Top of Task inputs

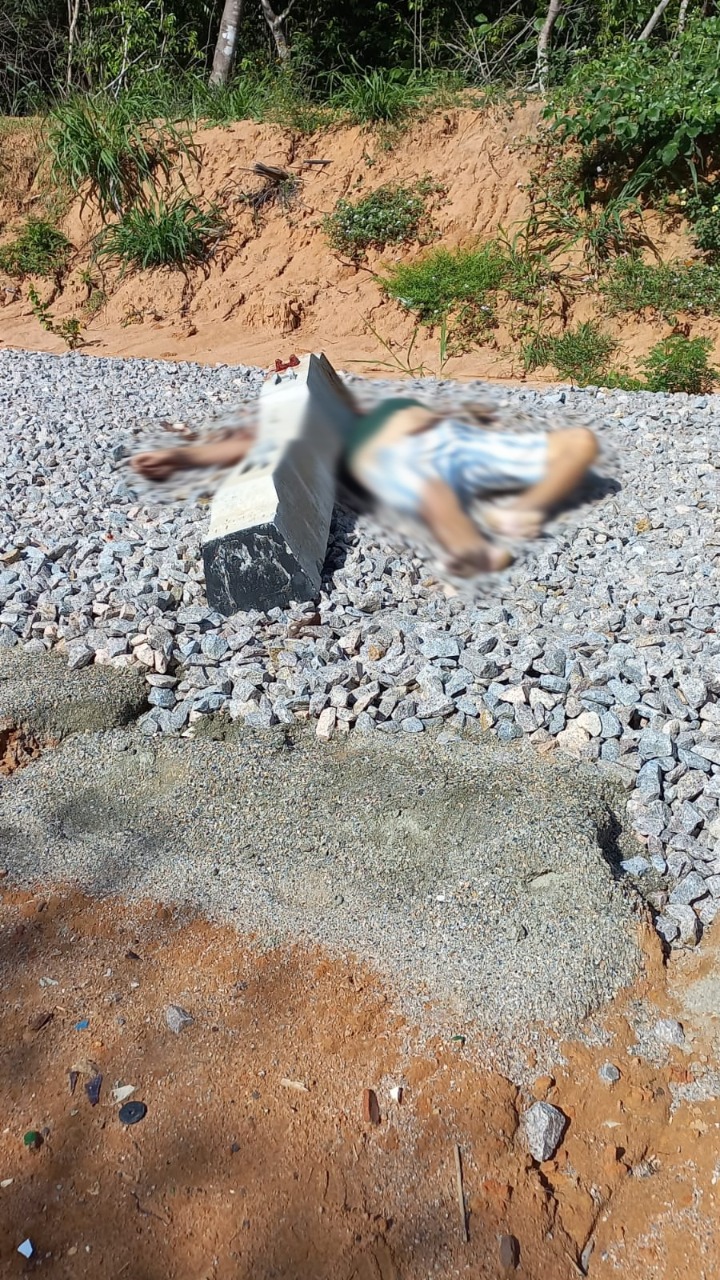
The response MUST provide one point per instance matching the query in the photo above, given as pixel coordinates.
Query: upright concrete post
(269, 521)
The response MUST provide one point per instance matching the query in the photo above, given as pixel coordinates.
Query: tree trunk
(73, 13)
(543, 44)
(226, 46)
(652, 23)
(276, 24)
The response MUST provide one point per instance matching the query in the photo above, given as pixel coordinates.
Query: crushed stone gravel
(601, 641)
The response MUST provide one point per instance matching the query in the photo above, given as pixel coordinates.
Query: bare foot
(514, 521)
(155, 465)
(479, 560)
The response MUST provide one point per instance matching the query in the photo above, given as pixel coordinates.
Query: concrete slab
(475, 880)
(41, 695)
(270, 519)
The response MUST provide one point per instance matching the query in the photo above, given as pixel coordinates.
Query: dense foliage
(48, 46)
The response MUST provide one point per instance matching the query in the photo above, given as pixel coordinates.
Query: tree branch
(652, 22)
(543, 42)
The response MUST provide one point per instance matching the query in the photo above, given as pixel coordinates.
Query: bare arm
(226, 452)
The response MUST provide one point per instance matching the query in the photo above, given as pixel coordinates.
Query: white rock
(669, 1031)
(326, 723)
(543, 1125)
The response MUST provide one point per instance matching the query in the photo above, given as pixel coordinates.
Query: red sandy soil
(237, 1173)
(277, 287)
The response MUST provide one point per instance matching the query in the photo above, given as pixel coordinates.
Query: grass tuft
(39, 250)
(579, 355)
(104, 151)
(378, 96)
(452, 286)
(176, 232)
(680, 364)
(662, 288)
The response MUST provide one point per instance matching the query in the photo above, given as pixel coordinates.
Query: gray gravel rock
(609, 1073)
(543, 1128)
(177, 1018)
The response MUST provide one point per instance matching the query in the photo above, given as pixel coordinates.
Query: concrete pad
(473, 878)
(41, 695)
(270, 519)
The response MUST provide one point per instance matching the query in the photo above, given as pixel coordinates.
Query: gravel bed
(601, 640)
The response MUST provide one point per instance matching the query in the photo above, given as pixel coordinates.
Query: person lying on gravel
(429, 465)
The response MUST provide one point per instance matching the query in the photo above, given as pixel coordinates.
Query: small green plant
(39, 250)
(701, 208)
(662, 288)
(96, 301)
(104, 152)
(390, 215)
(455, 286)
(680, 364)
(176, 232)
(68, 329)
(378, 96)
(579, 355)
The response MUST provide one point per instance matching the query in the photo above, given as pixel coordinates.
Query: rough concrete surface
(45, 698)
(270, 521)
(468, 874)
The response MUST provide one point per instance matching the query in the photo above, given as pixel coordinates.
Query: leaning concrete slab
(270, 519)
(478, 880)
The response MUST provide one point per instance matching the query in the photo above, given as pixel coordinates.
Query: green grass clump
(664, 288)
(105, 151)
(379, 96)
(163, 233)
(390, 215)
(680, 364)
(39, 250)
(579, 355)
(451, 283)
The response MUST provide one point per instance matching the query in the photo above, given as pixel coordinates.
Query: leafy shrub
(702, 210)
(456, 283)
(39, 250)
(579, 355)
(645, 110)
(163, 233)
(103, 150)
(68, 329)
(383, 95)
(680, 364)
(664, 288)
(388, 215)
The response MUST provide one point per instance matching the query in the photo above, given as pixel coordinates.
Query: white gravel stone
(543, 1128)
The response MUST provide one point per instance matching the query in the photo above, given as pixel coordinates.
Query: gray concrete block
(270, 519)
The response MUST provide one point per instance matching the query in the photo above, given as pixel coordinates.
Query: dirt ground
(276, 287)
(255, 1157)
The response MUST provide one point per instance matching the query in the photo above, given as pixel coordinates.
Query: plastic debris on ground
(92, 1089)
(132, 1112)
(122, 1092)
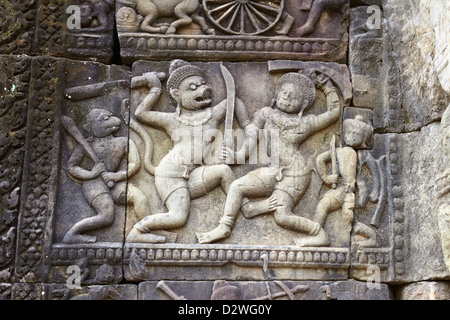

Bottom of Task inputs

> **Task goal**: All entries should be restated word for word; no images belong in the copy.

> **Written response**:
The response MUST provide one point per instance matching the query in the photo above, given as pixel coordinates.
Query: upright concrete post
(269, 521)
The response MUST provide one point per instance matching the query in the photo above, given as pixel coordinates.
Query: tree trunk
(73, 13)
(543, 44)
(226, 46)
(652, 23)
(276, 24)
The response MUST provide one point per instance matching the query in the photo above, given as pixel coordinates.
Query: crushed stone gravel
(601, 641)
The response MUST provide one point per instance matching the query in the photo above, given as pixel coordinates.
Query: bare foot
(514, 521)
(155, 465)
(479, 560)
The response MUST provide one point per instance matching the query in the photo above, given as pixel coordinates.
Query: concrete slab
(475, 880)
(41, 695)
(270, 519)
The response MUST provide one point per instance matching the query in the photo above, given as pixel coordinates.
Query: dense foliage
(48, 46)
The response MUST provide one point per instance matching the query in the photo above, given as pixel coordinates.
Query: tree branch
(652, 22)
(543, 42)
The response MUST provide one point per instance matching the query in the photo above, given as pixel coordinates.
Query: bare arm
(226, 452)
The response MUST provide one point per instance matching the query in the photo above, given as pixel coordinates.
Query: white rock
(669, 1031)
(326, 723)
(543, 1125)
The response MUST provide one point per instance matching the query in the photo above, given as pixel coordinates.
Query: red sandy soil
(237, 1173)
(277, 287)
The response MUST provide one point per instance matching the query in the photo above, given as pixel coordinates.
Query: grass tuft
(39, 250)
(579, 355)
(104, 151)
(378, 96)
(452, 286)
(176, 232)
(680, 364)
(662, 288)
The response MUST provide one point per instance matching the query in the photo above, given as pixel coordinates.
Query: gray gravel rock
(609, 1073)
(543, 1128)
(177, 1018)
The response MUST provide one point per instance matching the query in the photo above, given as pixel coordinates.
Query: concrete pad
(473, 878)
(41, 695)
(270, 519)
The response MUST provide one point per instance matching the query in the photo above, given as pixel coordinates.
Query: gravel bed
(601, 640)
The response MUST provide one point per instance matching the query in the photo above, given as pixel coordinates.
Query: person lying on gravel
(429, 465)
The response MUST provide one point per instance matching the query in the photo above, given as pixel coordinates.
Query: small green plant
(39, 250)
(701, 208)
(662, 288)
(96, 301)
(104, 152)
(390, 215)
(455, 286)
(680, 364)
(176, 232)
(68, 329)
(378, 96)
(579, 355)
The response MUST provide one point per instance matching the query in the photo above, given as pixel coordinates.
Query: rough concrete surface
(45, 698)
(270, 521)
(468, 874)
The response MUST provide one point per instance matching the query in the photo above, given as pixel coordinates.
Query: leaning concrete slab
(270, 519)
(478, 880)
The response MUST provide one point per instance matching the query in the photo above, given as pixel coordinates.
Query: green grass clump
(664, 288)
(105, 151)
(379, 96)
(163, 233)
(390, 215)
(680, 364)
(39, 250)
(579, 355)
(451, 283)
The response MUST provide one point per instance matching the query in the photo above, given as pixel coordinates.
Query: leafy shrub
(702, 210)
(456, 283)
(39, 250)
(579, 355)
(645, 110)
(163, 233)
(103, 150)
(68, 329)
(383, 95)
(680, 364)
(664, 288)
(388, 215)
The response MUST provide one point per instance matching the query in the photo above, given as pixel coordinates.
Query: white gravel stone
(543, 1128)
The response MUST provide one point per instance matching the query in the photo above, given as pixel coordinates.
Query: gray concrete block
(270, 519)
The response MUST provide one point per instance matching the query in the photo above, given as pixel coordinates.
Query: dirt ground
(276, 287)
(255, 1157)
The response MUST provide one point per instance matching the query in the photo above, given as pixel coordinates.
Query: plastic debris on ground
(92, 1089)
(132, 1112)
(122, 1092)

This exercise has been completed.